Copy the lines below word for word, keeping every character and line break unchanged.

*The records*.
=-=-=-=-=
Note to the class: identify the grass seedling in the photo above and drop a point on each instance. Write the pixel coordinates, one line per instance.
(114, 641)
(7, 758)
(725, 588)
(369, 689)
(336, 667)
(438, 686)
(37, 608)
=-=-=-=-=
*Full output*.
Note to the class: identify the grass seedling in the photo above and drop a point on each instance. Write the pixel coordinates, one line per instance.
(114, 641)
(7, 758)
(725, 588)
(369, 689)
(336, 667)
(438, 686)
(37, 608)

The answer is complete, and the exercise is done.